Prompt:
Give back every line of the data, word for word.

Provided entries:
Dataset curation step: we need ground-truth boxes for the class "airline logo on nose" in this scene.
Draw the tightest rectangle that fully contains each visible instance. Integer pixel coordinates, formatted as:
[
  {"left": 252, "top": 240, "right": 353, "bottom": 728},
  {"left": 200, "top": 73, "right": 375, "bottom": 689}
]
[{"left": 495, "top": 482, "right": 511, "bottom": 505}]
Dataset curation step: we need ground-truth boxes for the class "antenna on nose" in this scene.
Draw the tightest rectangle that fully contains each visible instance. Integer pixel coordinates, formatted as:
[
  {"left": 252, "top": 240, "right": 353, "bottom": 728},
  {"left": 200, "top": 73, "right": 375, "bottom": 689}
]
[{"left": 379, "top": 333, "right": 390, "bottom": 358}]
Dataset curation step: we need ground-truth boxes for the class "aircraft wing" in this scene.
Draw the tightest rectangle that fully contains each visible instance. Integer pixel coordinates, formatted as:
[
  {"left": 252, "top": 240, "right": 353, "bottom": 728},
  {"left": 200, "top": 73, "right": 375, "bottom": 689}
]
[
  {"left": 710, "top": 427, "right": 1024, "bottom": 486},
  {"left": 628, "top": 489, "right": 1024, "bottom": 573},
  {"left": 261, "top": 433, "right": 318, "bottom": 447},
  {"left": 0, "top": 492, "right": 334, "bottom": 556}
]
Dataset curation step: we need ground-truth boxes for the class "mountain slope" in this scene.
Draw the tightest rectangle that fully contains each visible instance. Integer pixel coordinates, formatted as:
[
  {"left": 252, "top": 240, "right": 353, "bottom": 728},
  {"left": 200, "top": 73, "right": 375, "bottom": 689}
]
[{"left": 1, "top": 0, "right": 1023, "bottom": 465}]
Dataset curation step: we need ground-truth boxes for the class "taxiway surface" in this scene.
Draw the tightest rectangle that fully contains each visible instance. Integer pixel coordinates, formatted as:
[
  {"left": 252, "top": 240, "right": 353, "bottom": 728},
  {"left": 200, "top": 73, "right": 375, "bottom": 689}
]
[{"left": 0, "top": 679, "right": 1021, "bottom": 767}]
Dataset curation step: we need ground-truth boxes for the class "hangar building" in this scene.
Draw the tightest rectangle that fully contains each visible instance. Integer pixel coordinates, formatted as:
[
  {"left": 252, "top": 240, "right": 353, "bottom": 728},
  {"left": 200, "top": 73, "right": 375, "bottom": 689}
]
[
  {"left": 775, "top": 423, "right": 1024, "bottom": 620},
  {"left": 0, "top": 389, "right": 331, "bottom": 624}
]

Solution for this exercise:
Dataset curation step: we need ground-truth boxes for the class "airline logo on nose" in this scene.
Draw the tightest rectangle that fully contains each visible instance. Integer pixel coordinates, formatted as:
[
  {"left": 252, "top": 240, "right": 353, "bottom": 728},
  {"left": 200, "top": 73, "right": 375, "bottom": 689}
]
[{"left": 495, "top": 482, "right": 511, "bottom": 505}]
Dataset curation step: we need ground-truth boxes for the class "antenna on nose" in this scene.
Draw the tightest rectangle that fully contains each visible instance. Integer pixel coordinates, formatted as:
[
  {"left": 252, "top": 240, "right": 353, "bottom": 728},
  {"left": 200, "top": 73, "right": 375, "bottom": 689}
]
[{"left": 379, "top": 333, "right": 390, "bottom": 358}]
Dataset curation step: we need ground-truth boxes for the class "aircraft wing" in this scene.
Draw the tightest rectangle that fully contains each visible instance. Integer pixel coordinates, formatted as:
[
  {"left": 252, "top": 240, "right": 353, "bottom": 728},
  {"left": 200, "top": 73, "right": 375, "bottom": 689}
]
[
  {"left": 710, "top": 427, "right": 1024, "bottom": 486},
  {"left": 628, "top": 489, "right": 1024, "bottom": 573},
  {"left": 261, "top": 433, "right": 318, "bottom": 447},
  {"left": 0, "top": 492, "right": 334, "bottom": 556}
]
Dataset curation step: we need ground-truth boxes for the class "mountain slope" in this scene.
Draw the tightest rectangle that fully contains each visible instance. Integer pixel coordinates, formatted as:
[
  {"left": 252, "top": 240, "right": 353, "bottom": 728},
  {"left": 200, "top": 73, "right": 375, "bottom": 689}
]
[{"left": 1, "top": 0, "right": 1023, "bottom": 465}]
Dataset curation step: we need ground-truth boxes for the class "taxiway surface" in this scene.
Draw the tightest rectangle that fully contains each visible instance. Integer pixel coordinates, formatted as:
[
  {"left": 252, "top": 240, "right": 353, "bottom": 728},
  {"left": 200, "top": 73, "right": 375, "bottom": 689}
]
[{"left": 0, "top": 679, "right": 1021, "bottom": 767}]
Dataset curation step: we need ground-truth boxes for the class "hangar building" in this scene.
Draw the tightest rectangle that fully contains each visible instance. Integer pixel coordinates, formatted as:
[
  {"left": 252, "top": 240, "right": 353, "bottom": 728},
  {"left": 200, "top": 73, "right": 375, "bottom": 689}
]
[
  {"left": 775, "top": 423, "right": 1024, "bottom": 620},
  {"left": 0, "top": 389, "right": 331, "bottom": 624}
]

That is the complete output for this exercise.